[AZ-422] Add FT-P-17 + FT-N-06 mid-flight tile blackbox tests

Implement the AC-8.4 and AC-NEW-6 blackbox scenarios for mid-flight
tile generation, dedup, landing-time upload, and freshness gating.

Helpers:
- runner/helpers/mid_flight_tile_evaluator.py — pure-logic evaluators
  for tile generation rate, Mode B Fact #105 schema check, footprint+
  GSD dedup (via geo.distance_m), upload-audit reconciliation, and
  the AC-5/AC-6 capture_utc + freshness-gate checks.
- runner/helpers/mock_suite_sat_audit.py — httpx wrapper for the
  mock-suite-sat-service /tiles/audit endpoint with strict response-
  shape validation.

Scenarios:
- tests/positive/test_ft_p_17_mid_flight_tiles.py
- tests/negative/test_ft_n_06_mid_flight_freshness.py

Both skip when sitl_replay_ready is false and fail loudly when fixture
records are missing (tests-as-gates discipline). 52 new unit tests
(41 evaluator + 11 audit client) cover every helper branch.
════
§ SET TASK 1:
Decide whether each statement agrees with the commit message. For each, answer yes or no and quote the words of the commit message that settle it.
(a) The audit helper is an httpx wrapper for the /tiles/audit endpoint.
(b) The scenarios are skipped when fixture records are missing.
(c) Eleven of the new unit tests cover the audit client.
════
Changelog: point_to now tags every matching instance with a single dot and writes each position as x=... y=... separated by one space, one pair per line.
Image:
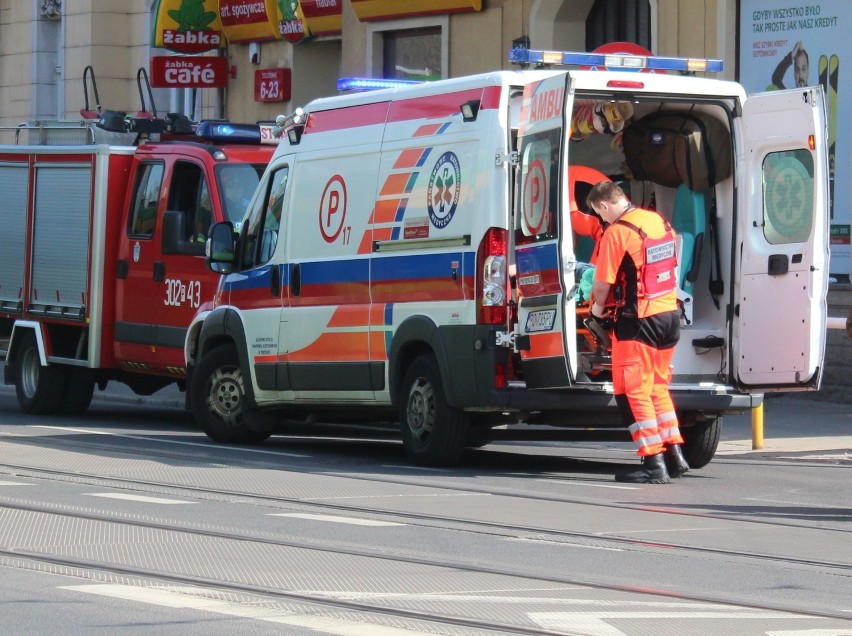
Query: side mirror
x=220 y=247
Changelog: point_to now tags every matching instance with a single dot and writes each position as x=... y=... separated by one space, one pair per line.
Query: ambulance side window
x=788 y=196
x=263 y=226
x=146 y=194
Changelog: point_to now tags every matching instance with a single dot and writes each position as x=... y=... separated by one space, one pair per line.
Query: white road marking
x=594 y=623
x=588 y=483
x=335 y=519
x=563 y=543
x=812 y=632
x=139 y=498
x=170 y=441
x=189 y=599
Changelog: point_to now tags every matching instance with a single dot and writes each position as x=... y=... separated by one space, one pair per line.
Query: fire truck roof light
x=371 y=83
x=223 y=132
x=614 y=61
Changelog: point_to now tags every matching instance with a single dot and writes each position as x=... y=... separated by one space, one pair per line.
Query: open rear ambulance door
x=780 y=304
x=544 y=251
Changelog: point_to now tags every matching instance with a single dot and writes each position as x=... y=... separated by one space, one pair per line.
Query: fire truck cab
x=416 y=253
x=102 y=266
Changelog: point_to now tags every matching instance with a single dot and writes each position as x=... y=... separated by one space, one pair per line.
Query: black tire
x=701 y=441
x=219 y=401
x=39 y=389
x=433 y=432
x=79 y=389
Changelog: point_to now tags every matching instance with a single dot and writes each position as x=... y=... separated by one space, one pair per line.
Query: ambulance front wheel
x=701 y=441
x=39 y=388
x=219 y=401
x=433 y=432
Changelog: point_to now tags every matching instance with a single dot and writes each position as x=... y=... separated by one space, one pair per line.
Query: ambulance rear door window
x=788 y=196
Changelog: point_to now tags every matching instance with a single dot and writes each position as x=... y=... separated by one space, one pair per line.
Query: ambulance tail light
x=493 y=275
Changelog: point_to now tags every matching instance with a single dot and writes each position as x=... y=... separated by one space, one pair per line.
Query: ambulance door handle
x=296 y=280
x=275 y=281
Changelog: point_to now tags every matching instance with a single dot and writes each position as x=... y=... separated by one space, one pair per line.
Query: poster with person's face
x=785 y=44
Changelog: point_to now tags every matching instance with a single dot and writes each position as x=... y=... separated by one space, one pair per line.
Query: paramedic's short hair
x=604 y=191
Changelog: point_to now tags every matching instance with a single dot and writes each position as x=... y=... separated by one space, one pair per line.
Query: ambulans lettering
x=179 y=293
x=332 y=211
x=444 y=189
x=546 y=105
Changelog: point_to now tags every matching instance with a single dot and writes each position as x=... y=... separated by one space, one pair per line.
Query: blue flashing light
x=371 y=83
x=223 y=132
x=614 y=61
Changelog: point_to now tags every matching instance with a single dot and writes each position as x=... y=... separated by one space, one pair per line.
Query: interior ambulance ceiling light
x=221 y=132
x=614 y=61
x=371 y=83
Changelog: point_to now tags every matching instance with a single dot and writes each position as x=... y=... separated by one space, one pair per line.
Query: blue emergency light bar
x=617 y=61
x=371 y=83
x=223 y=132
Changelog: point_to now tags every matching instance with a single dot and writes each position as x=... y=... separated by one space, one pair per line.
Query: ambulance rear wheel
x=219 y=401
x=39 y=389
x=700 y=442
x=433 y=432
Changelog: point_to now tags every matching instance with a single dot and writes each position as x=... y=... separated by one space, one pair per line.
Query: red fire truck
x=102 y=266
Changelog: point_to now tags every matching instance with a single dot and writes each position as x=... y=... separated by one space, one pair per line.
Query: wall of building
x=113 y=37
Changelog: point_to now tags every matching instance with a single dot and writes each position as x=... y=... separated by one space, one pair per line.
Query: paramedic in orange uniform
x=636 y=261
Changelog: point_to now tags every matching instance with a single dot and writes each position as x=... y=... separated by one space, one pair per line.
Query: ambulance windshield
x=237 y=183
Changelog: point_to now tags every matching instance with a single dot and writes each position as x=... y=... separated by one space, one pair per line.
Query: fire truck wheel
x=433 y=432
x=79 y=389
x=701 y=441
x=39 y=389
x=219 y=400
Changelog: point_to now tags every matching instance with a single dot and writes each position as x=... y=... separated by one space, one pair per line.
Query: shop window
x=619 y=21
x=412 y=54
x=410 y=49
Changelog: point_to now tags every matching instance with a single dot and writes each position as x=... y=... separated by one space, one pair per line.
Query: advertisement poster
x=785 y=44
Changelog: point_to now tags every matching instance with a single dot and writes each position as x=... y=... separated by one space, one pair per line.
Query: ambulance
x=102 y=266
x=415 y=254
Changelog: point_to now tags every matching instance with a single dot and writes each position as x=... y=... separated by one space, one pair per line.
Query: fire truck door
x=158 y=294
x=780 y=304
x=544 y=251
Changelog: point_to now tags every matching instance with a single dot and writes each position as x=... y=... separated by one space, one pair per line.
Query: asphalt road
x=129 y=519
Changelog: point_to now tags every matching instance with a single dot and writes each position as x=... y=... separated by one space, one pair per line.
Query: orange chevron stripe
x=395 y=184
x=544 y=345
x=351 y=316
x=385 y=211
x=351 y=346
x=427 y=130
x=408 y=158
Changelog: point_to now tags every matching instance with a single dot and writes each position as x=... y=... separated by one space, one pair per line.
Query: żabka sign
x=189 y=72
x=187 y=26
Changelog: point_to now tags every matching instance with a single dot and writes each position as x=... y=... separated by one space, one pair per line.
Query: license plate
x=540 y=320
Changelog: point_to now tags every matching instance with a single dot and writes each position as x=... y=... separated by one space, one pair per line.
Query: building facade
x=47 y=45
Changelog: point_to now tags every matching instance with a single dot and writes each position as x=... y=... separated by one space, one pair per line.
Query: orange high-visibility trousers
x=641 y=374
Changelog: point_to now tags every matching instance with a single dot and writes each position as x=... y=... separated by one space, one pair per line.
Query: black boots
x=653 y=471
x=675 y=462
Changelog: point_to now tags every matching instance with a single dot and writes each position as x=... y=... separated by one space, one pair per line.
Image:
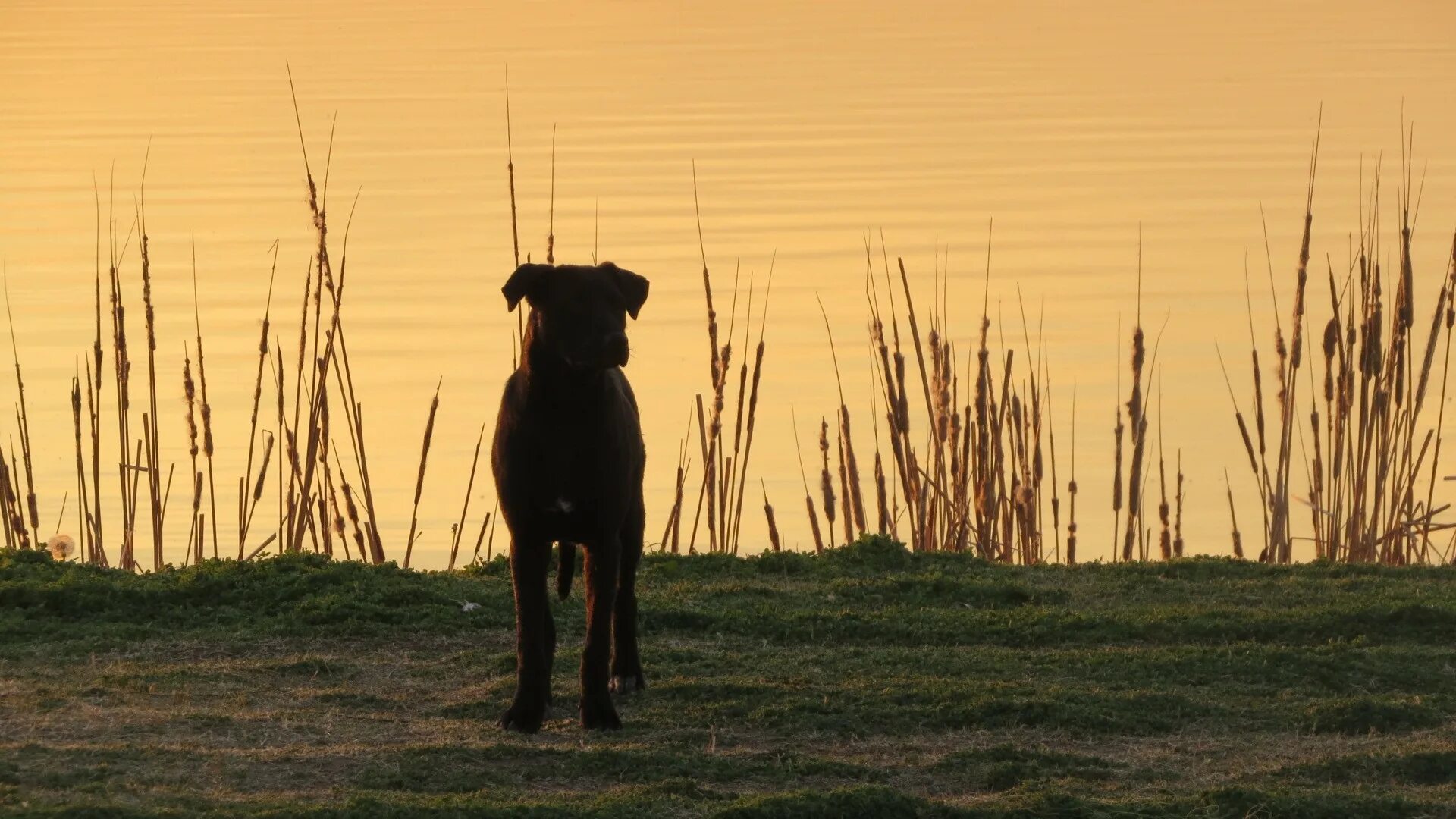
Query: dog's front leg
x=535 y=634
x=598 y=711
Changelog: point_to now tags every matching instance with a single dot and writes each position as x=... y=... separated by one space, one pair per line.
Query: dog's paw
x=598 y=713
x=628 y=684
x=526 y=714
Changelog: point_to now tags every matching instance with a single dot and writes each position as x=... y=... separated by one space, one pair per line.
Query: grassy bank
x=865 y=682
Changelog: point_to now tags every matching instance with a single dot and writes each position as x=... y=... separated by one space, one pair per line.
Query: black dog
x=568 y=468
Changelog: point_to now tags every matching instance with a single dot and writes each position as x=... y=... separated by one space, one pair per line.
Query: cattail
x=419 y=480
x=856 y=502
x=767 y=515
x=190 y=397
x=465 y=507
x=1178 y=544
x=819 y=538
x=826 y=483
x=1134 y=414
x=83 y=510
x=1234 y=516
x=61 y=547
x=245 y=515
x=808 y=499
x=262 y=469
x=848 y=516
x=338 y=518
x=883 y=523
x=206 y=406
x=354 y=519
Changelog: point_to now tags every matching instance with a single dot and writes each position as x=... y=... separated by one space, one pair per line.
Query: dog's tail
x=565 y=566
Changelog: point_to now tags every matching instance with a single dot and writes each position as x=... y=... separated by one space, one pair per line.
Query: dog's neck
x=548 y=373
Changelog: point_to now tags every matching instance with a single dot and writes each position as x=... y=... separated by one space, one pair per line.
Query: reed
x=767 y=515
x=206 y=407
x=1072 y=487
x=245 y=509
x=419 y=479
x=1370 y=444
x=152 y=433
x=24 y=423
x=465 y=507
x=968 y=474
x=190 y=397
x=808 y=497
════
§ SET TASK 2:
Edit the part of the listing that opens with its first line and closes with the line containing "x=220 y=247": replace "side mirror" with "rear-view mirror" and keep everything else the same. Omit the picture from your answer.

§ WRITTEN ANSWER 1:
(a) Yes: "httpx wrapper for the mock-suite-sat-service /tiles/audit endpoint"
(b) No: "fail loudly when fixture records are missing"
(c) Yes: "(41 evaluator + 11 audit client)"

§ WRITTEN ANSWER 2:
Changelog: point_to now tags every matching instance with a single dot and writes each position as x=... y=... separated by one space, one pair per line.
Image:
Query: rear-view mirror
x=220 y=247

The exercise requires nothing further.